Display every line of the data below that contains the string "office", treating uppercase and lowercase letters as distinct.

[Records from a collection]
------

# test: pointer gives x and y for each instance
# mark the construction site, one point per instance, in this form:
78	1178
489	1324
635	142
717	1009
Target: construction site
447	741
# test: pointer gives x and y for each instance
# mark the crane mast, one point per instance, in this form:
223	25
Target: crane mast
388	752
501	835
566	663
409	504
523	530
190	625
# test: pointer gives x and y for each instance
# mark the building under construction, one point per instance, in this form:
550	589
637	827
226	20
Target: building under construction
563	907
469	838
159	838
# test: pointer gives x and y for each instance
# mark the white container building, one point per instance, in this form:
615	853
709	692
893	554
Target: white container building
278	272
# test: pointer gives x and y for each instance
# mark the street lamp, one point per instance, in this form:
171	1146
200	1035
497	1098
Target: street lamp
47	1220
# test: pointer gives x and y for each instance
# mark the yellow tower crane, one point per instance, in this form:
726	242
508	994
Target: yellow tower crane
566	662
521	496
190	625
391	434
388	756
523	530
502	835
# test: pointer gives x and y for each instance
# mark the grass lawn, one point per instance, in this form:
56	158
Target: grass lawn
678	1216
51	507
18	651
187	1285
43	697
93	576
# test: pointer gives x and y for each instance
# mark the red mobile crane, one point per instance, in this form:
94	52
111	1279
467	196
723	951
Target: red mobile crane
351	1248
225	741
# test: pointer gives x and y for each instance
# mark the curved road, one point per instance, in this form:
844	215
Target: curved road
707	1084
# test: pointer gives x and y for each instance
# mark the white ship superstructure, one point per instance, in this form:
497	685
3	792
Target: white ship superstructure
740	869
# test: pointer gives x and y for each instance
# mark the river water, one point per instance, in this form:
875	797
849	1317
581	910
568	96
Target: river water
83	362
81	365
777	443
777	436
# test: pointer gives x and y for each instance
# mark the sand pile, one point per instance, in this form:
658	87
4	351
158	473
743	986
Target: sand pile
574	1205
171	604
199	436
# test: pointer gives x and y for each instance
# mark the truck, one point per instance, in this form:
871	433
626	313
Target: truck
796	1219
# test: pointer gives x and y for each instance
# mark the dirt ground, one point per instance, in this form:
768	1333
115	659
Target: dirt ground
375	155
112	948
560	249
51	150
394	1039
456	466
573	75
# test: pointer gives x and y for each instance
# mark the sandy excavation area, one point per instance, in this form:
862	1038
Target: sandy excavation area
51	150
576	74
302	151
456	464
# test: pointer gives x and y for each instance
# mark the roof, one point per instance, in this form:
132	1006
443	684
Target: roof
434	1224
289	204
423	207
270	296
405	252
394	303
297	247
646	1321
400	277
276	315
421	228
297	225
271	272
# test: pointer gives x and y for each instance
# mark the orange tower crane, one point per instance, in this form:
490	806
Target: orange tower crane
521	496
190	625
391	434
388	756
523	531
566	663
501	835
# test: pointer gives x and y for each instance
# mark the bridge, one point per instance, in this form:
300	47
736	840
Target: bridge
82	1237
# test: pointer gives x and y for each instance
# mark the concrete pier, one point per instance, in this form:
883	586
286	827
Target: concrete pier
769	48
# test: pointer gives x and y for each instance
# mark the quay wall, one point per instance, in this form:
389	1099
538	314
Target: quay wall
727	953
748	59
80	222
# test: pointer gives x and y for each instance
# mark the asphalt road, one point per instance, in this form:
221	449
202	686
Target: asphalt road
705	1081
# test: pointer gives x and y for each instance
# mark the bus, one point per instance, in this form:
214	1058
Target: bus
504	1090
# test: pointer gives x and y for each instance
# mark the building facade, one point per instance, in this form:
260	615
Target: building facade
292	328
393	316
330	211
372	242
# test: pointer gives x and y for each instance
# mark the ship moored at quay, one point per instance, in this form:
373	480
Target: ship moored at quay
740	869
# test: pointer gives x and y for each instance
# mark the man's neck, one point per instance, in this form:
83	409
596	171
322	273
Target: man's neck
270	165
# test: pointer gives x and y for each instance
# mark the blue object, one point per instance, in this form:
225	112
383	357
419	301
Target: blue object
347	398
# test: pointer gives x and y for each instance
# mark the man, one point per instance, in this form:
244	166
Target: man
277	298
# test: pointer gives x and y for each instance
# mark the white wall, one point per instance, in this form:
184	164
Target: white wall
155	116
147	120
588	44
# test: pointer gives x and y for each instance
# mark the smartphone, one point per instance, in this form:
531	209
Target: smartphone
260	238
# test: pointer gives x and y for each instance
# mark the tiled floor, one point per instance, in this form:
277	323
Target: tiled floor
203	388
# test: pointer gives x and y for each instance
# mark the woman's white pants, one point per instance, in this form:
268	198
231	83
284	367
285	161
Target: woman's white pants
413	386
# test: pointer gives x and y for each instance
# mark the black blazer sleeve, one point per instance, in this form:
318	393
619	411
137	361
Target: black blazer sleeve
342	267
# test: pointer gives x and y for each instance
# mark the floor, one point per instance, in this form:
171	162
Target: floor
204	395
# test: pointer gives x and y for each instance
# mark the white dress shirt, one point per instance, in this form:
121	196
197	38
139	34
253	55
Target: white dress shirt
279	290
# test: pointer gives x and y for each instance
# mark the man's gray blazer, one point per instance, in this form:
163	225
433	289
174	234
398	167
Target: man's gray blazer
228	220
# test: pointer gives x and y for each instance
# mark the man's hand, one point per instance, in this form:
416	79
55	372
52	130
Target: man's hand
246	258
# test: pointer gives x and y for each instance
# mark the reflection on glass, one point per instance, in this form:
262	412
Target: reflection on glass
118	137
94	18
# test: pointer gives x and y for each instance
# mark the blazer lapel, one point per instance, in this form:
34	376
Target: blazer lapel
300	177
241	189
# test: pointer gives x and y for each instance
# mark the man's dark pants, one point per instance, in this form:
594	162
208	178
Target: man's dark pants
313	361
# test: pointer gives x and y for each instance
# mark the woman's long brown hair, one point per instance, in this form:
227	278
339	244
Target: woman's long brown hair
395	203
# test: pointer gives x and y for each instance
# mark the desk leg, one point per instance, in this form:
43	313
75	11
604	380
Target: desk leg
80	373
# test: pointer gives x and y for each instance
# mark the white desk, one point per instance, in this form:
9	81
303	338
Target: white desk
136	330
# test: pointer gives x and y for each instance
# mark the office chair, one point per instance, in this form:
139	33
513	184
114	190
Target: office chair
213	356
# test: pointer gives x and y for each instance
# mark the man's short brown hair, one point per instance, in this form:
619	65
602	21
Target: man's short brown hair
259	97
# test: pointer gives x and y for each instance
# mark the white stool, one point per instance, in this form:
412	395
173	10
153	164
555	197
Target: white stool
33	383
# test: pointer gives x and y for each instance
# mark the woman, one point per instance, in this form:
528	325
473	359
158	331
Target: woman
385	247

------

• The answer:
# mark the office chair, one point per instance, in this form:
Target: office chair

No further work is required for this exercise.